### [What needs to be done]
Images excluded, repeat each entry below exactly.

### [Records to use]

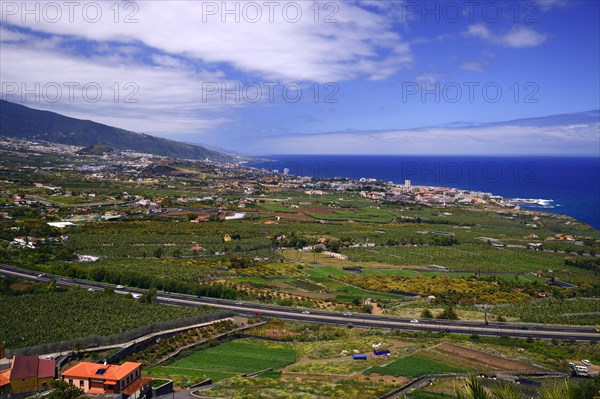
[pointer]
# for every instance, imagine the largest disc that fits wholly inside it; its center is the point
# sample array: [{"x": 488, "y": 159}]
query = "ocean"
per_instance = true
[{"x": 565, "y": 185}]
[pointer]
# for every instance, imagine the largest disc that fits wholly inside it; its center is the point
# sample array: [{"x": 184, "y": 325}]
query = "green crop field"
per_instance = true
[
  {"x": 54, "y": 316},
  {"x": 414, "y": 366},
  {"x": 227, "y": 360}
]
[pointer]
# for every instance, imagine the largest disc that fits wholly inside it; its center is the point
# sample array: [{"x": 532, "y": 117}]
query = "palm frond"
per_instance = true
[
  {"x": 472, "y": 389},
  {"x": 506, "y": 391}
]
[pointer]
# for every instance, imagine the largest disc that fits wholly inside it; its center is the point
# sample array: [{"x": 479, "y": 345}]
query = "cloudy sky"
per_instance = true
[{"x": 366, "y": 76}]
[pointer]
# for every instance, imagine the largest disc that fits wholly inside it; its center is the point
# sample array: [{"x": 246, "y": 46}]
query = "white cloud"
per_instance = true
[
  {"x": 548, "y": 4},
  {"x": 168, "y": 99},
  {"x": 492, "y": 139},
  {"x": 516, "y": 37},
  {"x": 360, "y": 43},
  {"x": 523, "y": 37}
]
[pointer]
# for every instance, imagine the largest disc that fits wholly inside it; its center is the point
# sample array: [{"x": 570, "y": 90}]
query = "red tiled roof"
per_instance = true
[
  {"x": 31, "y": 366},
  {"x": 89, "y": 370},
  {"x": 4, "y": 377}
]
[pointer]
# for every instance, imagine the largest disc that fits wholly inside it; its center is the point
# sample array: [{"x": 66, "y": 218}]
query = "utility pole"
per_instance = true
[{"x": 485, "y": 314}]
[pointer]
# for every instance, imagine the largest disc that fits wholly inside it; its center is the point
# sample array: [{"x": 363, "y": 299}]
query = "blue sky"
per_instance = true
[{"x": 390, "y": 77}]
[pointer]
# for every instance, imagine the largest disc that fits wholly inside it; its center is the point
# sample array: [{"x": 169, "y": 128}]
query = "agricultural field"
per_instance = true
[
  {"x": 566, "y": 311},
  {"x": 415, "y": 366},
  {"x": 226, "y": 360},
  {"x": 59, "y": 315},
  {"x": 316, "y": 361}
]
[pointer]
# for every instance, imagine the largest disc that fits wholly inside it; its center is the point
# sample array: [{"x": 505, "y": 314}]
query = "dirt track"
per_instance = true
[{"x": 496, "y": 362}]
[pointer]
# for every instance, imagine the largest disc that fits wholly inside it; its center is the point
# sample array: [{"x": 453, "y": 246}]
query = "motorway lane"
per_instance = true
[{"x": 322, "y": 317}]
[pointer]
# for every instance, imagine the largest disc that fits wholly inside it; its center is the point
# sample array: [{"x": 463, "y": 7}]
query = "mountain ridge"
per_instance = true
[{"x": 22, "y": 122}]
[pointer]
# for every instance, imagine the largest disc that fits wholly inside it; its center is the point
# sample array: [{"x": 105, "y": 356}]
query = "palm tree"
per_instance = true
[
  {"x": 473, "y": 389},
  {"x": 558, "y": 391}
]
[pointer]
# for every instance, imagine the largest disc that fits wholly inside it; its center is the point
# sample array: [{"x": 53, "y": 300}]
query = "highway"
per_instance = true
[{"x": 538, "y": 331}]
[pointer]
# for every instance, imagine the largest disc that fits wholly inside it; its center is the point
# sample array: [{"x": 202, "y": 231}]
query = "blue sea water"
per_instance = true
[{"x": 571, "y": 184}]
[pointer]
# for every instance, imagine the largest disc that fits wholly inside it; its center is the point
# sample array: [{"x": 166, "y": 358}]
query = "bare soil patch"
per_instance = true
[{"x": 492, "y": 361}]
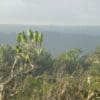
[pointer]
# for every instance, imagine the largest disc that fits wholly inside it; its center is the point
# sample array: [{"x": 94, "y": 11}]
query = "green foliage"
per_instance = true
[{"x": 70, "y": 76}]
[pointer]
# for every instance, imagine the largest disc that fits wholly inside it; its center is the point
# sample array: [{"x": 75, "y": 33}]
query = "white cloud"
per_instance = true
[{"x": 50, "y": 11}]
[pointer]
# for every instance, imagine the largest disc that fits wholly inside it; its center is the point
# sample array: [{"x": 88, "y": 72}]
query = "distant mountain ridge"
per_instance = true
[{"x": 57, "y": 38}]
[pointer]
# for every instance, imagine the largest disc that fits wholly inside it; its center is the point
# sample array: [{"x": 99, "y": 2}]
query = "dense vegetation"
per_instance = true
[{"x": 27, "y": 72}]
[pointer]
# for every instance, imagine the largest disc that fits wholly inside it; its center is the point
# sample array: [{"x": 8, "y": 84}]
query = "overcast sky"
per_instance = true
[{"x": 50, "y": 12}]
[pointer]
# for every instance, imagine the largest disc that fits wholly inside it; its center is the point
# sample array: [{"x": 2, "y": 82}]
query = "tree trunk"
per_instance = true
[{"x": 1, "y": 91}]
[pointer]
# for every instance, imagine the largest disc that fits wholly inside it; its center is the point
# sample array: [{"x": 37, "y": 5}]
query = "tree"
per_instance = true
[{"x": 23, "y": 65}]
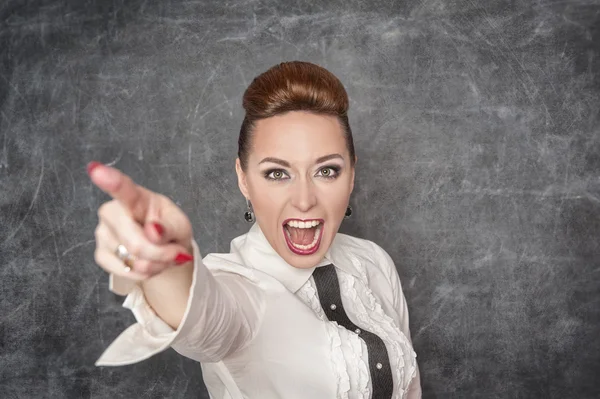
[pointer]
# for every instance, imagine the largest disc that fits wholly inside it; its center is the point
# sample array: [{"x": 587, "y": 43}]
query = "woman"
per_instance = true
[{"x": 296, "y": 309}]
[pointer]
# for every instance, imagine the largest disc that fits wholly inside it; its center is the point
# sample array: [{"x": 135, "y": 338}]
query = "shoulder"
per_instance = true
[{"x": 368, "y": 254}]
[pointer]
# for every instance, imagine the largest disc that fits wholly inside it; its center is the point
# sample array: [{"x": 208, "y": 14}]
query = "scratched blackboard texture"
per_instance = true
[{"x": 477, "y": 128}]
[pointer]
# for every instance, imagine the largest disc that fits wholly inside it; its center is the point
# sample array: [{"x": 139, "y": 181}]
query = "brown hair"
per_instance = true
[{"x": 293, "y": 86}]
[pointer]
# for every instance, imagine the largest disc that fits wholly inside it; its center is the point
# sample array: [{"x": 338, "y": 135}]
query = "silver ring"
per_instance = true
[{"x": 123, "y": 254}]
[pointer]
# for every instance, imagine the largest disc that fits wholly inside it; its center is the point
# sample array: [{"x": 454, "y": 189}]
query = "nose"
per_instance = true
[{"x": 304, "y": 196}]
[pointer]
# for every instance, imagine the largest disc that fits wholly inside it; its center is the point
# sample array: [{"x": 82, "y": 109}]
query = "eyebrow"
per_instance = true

### [Response to this exercise]
[pointer]
# for every instance, imagine the largest disc that fits wholly inside it; its center is the point
# sample array: [{"x": 488, "y": 159}]
query = "ocean"
per_instance = true
[{"x": 565, "y": 185}]
[pointer]
# for every instance, imagine the largest disc that fits wholly inside it; its center is the point
# sample array: [{"x": 184, "y": 325}]
query = "green crop field"
per_instance = true
[
  {"x": 54, "y": 316},
  {"x": 414, "y": 366},
  {"x": 227, "y": 360}
]
[pointer]
# for every instance, imagine the largest disc that fits wholly inside it; its center is the point
# sample array: [{"x": 532, "y": 117}]
query = "palm frond"
per_instance = true
[
  {"x": 472, "y": 389},
  {"x": 506, "y": 391}
]
[pointer]
# for every instance, imagine the largest disc that fits wholly inside it; its center is the point
# sample array: [{"x": 479, "y": 345}]
query = "cloudy sky"
per_instance = true
[{"x": 366, "y": 76}]
[pointer]
# for every instance, imagine the largest disc that fits wholly inside it; its center is the point
# sample array: [{"x": 246, "y": 46}]
query = "white cloud"
per_instance = true
[
  {"x": 548, "y": 4},
  {"x": 168, "y": 99},
  {"x": 492, "y": 139},
  {"x": 516, "y": 37},
  {"x": 360, "y": 43},
  {"x": 523, "y": 37}
]
[pointer]
# for every instance, imagine the largest disc that fits wholly inside it; its center is the point
# sample array: [{"x": 570, "y": 90}]
query = "red tiled roof"
per_instance = true
[
  {"x": 31, "y": 366},
  {"x": 89, "y": 370},
  {"x": 4, "y": 377}
]
[pointer]
# for every instance, imagine the largest disc that fits wholly inside it; its center is the point
# sample array: [{"x": 66, "y": 218}]
query = "utility pole"
per_instance = true
[{"x": 485, "y": 314}]
[pointer]
# for every instance, imagine the largest disc that fits wholly inside it; its center is the point
# sample array: [{"x": 363, "y": 299}]
query = "blue sky"
per_instance = true
[{"x": 390, "y": 77}]
[pointer]
# for every instance, imagine the largest disc that fits wholly inside it; its center is the point
# sample array: [{"x": 169, "y": 128}]
query = "agricultural field"
per_instance = true
[
  {"x": 566, "y": 311},
  {"x": 415, "y": 366},
  {"x": 226, "y": 360},
  {"x": 59, "y": 315},
  {"x": 316, "y": 361}
]
[pointer]
# for every instance, imagine the largest disc that fits wholly inside it; its center is the point
# sample array: [{"x": 505, "y": 314}]
query = "dirt track"
per_instance = true
[{"x": 496, "y": 362}]
[pointer]
# for every instance, imagine the largest disc that fits wholly inside it; its center is the point
# sample array: [{"x": 453, "y": 246}]
query = "motorway lane"
per_instance = true
[{"x": 322, "y": 317}]
[pointer]
# for every instance, imagine the largest disc that fits wholly inside it; its center is the point
# sample array: [{"x": 463, "y": 7}]
query = "mountain ridge"
per_instance = true
[{"x": 22, "y": 122}]
[pointer]
# for every instance, imagine the largest disc that fits wholly inside it; its center is the point
# sample array: [{"x": 105, "y": 356}]
query = "palm tree"
per_instance = true
[
  {"x": 473, "y": 389},
  {"x": 558, "y": 391}
]
[pointer]
# for every instance, imagine the largest disc that fits wholly inside it; its center is the point
# sample array: [{"x": 53, "y": 300}]
query = "highway"
per_instance = true
[{"x": 538, "y": 331}]
[pointer]
# for every instance, imagine the largest disc that fits wholly inside it; its center is the point
# sample array: [{"x": 202, "y": 231}]
query = "blue sea water"
per_instance = true
[{"x": 571, "y": 184}]
[pointer]
# for every instance, imagine the largest disc that fits wholly inside it; its center is the point
# sample array: [{"x": 166, "y": 358}]
query = "bare soil patch"
per_instance = true
[{"x": 492, "y": 361}]
[pointer]
# for every instance, imagine the largest disc that fits wholly inside it; its center is the point
# sample array: [{"x": 94, "y": 11}]
query = "green foliage"
per_instance = true
[{"x": 70, "y": 76}]
[pointer]
# for every instance, imagine the largest disc that fits wholly inside it; its center is the point
# sample array: [{"x": 75, "y": 33}]
query = "white cloud"
per_instance = true
[{"x": 50, "y": 11}]
[pointer]
# for every instance, imagine the largest disc that fits wholly inside it; its center is the point
# sample array: [{"x": 88, "y": 72}]
query = "distant mountain ridge"
per_instance = true
[{"x": 57, "y": 38}]
[pointer]
# for every instance, imagine the largest disc that fits wholly inside it; its center is the point
# sample array: [{"x": 99, "y": 2}]
query = "dense vegetation"
per_instance = true
[{"x": 27, "y": 72}]
[pointer]
# for every instance, imagine the largest disc that fits wholly inside it; its center is the point
# sample array: [{"x": 8, "y": 84}]
query = "overcast sky"
per_instance = true
[{"x": 50, "y": 12}]
[pointer]
# for every instance, imagine the largest disc that fits wholly inside it; its center is the point
# sample array: [{"x": 2, "y": 82}]
query = "tree trunk"
per_instance = true
[{"x": 1, "y": 91}]
[pointer]
# for every instance, imagine the largest disc that fits wholly inside it; its center is the point
# sample array: [{"x": 37, "y": 5}]
query = "tree"
per_instance = true
[{"x": 23, "y": 65}]
[pointer]
# for every instance, imagine the largest disc that fits wholly inside it; its center is the point
# sample array: [{"x": 587, "y": 43}]
query = "woman"
per_instance = true
[{"x": 296, "y": 309}]
[pointer]
# for every instance, imagine the largest disc that fits wholly inside it; its center is the point
# sample array: [{"x": 135, "y": 338}]
query = "shoulder"
per_instance = true
[{"x": 368, "y": 254}]
[pointer]
# for every instance, imagine the largest disc that fits wholly inside it; its center is the point
# sample array: [{"x": 208, "y": 14}]
query = "scratched blackboard texture"
per_instance = true
[{"x": 477, "y": 128}]
[pointer]
# for every instance, imagine the largest disc that fits wholly inside it; its center is the point
# sample array: [{"x": 139, "y": 181}]
query = "brown hair"
per_instance = true
[{"x": 293, "y": 86}]
[pointer]
# for every instance, imagine the largest disc that fits wholly inside it; its center is the point
# sample array: [{"x": 338, "y": 135}]
query = "silver ring"
per_instance = true
[{"x": 123, "y": 254}]
[pointer]
# for every instance, imagine the largest disc that fits wholly inside it; its center is the point
# sample array: [{"x": 454, "y": 189}]
query = "nose"
per_instance = true
[{"x": 304, "y": 196}]
[pointer]
# for every instance, imagine the largest disc that fits wholly inside it; its center is the point
# sample array: [{"x": 82, "y": 109}]
query = "eyebrow"
per_instance = true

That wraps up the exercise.